Input material.
___

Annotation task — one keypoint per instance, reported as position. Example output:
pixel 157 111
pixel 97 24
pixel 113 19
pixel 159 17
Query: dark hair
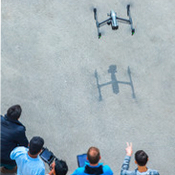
pixel 93 155
pixel 141 158
pixel 35 145
pixel 61 167
pixel 14 112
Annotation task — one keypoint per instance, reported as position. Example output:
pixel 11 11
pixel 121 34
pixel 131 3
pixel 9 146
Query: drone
pixel 113 21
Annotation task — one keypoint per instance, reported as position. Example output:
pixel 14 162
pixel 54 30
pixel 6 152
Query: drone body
pixel 113 21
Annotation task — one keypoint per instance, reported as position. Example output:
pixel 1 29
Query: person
pixel 12 135
pixel 58 167
pixel 93 167
pixel 27 159
pixel 141 159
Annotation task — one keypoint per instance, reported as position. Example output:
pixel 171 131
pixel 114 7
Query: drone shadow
pixel 114 82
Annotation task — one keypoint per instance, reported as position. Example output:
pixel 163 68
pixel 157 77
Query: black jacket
pixel 12 135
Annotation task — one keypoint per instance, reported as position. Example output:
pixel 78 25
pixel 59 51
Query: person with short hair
pixel 12 135
pixel 59 167
pixel 93 167
pixel 27 159
pixel 141 159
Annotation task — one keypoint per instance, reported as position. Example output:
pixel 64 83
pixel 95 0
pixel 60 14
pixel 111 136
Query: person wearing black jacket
pixel 12 135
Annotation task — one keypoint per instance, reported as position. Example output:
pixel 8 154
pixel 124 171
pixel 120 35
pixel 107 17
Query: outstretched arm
pixel 125 166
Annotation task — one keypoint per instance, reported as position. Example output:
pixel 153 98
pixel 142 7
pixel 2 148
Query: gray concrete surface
pixel 50 52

___

Work to complete. Pictures appear in the records above. Output everything except them, exactly.

Written response.
Annotation task — one keypoint per instance, reported as position. Example output:
pixel 157 111
pixel 97 24
pixel 113 19
pixel 159 17
Query: dark hair
pixel 93 155
pixel 141 158
pixel 35 145
pixel 61 167
pixel 14 112
Annotation task — one keypoint per instance, reported as position. Example output:
pixel 11 11
pixel 121 34
pixel 131 3
pixel 9 146
Query: drone
pixel 113 21
Annotation task — one keypoint per instance, reported as position. Example output:
pixel 14 162
pixel 54 30
pixel 6 152
Query: drone body
pixel 113 21
Annotation task — one keypoint per instance, reported as position. Example output:
pixel 1 29
Query: person
pixel 12 135
pixel 58 167
pixel 93 167
pixel 27 159
pixel 141 159
Annotation task — one keypoint per instance, reported as position. Example output:
pixel 171 131
pixel 114 7
Query: drone shadow
pixel 114 82
Annotation task — one keypoint per instance, reported as position. Example output:
pixel 163 68
pixel 157 77
Query: black jacket
pixel 12 135
Annotation task — one keypoint per instance, reported as position. Example output:
pixel 78 25
pixel 59 51
Query: person with short hair
pixel 12 135
pixel 59 167
pixel 93 167
pixel 27 159
pixel 141 159
Annotation task — one keypoint per instance, reported as position. Example output:
pixel 64 83
pixel 95 0
pixel 60 14
pixel 111 136
Query: person wearing black jacket
pixel 12 135
Annotation task — one keypoint per instance, reported as position. Example output:
pixel 8 154
pixel 124 171
pixel 120 35
pixel 107 17
Query: outstretched arm
pixel 125 166
Annotation task — one keypoint per instance, reported as position. Example output:
pixel 153 98
pixel 142 7
pixel 2 148
Query: gray concrete surface
pixel 50 52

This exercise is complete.